— Source document —
I'm sure this is well known, but I just realized that numpy cannot use the _dotblas.so that it makes when it is compiled with ACML. This is because ACML only has the fortran blas libraries, not cblas. numpy will find the acml libraries and use them to make a _dotblas.so without complaining, if you have [blas] blas_libs = acml language = f77 in your site.cfg. But attempting to import this _dotblas.so gives errors .... so numpy never actually uses it.
import _dotblas.so Traceback (most recent call last): File "<stdin>", line 1, in ? ImportError: ./_dotblas.so: undefined symbol: cblas_zaxpy
nm _dotblas.so gives a whole stream of undefined cblas_xxxx symbols. So what are the options? Forget about ACML? Find an optimized cblas for numpy _dotblas but use the ACML flapack for scipy? Persuade somebody to write a scipy-style ?f2py interface to generate _dotblas.so using the fblas? George Nurser.

— Material shown —
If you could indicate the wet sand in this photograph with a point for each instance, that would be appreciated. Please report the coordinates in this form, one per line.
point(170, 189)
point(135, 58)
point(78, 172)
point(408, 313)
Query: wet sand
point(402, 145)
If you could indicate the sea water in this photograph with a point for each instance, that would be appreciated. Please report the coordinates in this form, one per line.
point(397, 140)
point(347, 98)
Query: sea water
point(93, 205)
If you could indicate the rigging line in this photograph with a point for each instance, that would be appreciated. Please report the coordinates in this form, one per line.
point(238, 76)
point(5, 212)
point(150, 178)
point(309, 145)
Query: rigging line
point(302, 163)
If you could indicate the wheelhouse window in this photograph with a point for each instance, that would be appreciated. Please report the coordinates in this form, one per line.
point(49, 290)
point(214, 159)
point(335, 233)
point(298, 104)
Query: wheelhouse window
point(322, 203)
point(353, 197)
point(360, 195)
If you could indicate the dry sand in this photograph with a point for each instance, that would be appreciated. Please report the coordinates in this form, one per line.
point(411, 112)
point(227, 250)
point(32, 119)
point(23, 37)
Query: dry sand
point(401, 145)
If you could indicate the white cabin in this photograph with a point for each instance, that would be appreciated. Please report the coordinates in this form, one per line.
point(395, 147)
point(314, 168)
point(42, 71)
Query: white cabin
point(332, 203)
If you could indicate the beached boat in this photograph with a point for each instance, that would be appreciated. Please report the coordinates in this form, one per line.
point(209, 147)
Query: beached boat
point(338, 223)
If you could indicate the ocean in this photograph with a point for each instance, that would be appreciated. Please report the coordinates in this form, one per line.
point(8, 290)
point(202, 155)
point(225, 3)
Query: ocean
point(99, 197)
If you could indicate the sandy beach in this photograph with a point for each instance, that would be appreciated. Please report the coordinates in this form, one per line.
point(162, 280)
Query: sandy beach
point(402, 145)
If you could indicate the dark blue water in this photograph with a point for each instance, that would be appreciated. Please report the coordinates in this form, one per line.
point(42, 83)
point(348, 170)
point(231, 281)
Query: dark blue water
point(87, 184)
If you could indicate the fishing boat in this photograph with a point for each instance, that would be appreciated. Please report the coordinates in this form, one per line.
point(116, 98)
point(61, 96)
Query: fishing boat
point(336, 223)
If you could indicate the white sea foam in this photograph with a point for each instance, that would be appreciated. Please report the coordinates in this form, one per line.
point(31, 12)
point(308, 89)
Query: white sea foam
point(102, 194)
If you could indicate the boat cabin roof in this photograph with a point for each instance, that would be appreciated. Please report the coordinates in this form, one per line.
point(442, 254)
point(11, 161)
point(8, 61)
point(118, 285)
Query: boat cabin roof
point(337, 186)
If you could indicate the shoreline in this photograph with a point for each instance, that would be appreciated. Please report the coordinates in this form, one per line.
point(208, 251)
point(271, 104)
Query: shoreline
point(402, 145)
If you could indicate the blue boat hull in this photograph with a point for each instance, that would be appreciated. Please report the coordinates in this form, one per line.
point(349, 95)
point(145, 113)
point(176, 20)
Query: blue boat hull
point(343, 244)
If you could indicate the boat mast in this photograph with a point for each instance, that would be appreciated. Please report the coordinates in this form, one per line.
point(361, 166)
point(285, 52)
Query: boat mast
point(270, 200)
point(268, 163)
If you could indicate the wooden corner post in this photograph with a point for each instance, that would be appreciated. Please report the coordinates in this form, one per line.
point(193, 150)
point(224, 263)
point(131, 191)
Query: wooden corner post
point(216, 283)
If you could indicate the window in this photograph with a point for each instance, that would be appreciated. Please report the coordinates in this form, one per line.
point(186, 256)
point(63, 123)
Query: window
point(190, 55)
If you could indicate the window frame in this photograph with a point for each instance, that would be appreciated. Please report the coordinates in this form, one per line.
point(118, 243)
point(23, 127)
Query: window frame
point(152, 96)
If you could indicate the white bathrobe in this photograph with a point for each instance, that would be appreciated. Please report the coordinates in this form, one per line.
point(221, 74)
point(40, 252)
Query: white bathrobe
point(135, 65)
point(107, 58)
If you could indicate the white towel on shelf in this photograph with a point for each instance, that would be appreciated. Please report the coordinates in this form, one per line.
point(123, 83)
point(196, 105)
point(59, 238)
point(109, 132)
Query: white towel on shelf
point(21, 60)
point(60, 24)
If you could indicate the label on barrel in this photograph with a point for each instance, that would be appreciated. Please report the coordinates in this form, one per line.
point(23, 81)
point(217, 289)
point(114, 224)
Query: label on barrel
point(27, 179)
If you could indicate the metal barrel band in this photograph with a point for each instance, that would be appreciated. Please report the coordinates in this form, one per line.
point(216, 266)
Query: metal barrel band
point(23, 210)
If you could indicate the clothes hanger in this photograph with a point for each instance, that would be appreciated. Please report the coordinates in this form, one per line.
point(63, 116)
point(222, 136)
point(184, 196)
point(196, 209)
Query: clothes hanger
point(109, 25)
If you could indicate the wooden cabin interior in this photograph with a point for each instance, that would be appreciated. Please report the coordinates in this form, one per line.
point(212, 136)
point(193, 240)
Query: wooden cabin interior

— Your goal —
Repeat the passage in the post about numpy and ACML from "I'm sure this" to "fblas? George Nurser.".

— Problem solution —
I'm sure this is well known, but I just realized that numpy cannot use the _dotblas.so that it makes when it is compiled with ACML. This is because ACML only has the fortran blas libraries, not cblas. numpy will find the acml libraries and use them to make a _dotblas.so without complaining, if you have [blas] blas_libs = acml language = f77 in your site.cfg. But attempting to import this _dotblas.so gives errors .... so numpy never actually uses it.
import _dotblas.so Traceback (most recent call last): File "<stdin>", line 1, in ? ImportError: ./_dotblas.so: undefined symbol: cblas_zaxpy
nm _dotblas.so gives a whole stream of undefined cblas_xxxx symbols. So what are the options? Forget about ACML? Find an optimized cblas for numpy _dotblas but use the ACML flapack for scipy? Persuade somebody to write a scipy-style ?f2py interface to generate _dotblas.so using the fblas? George Nurser.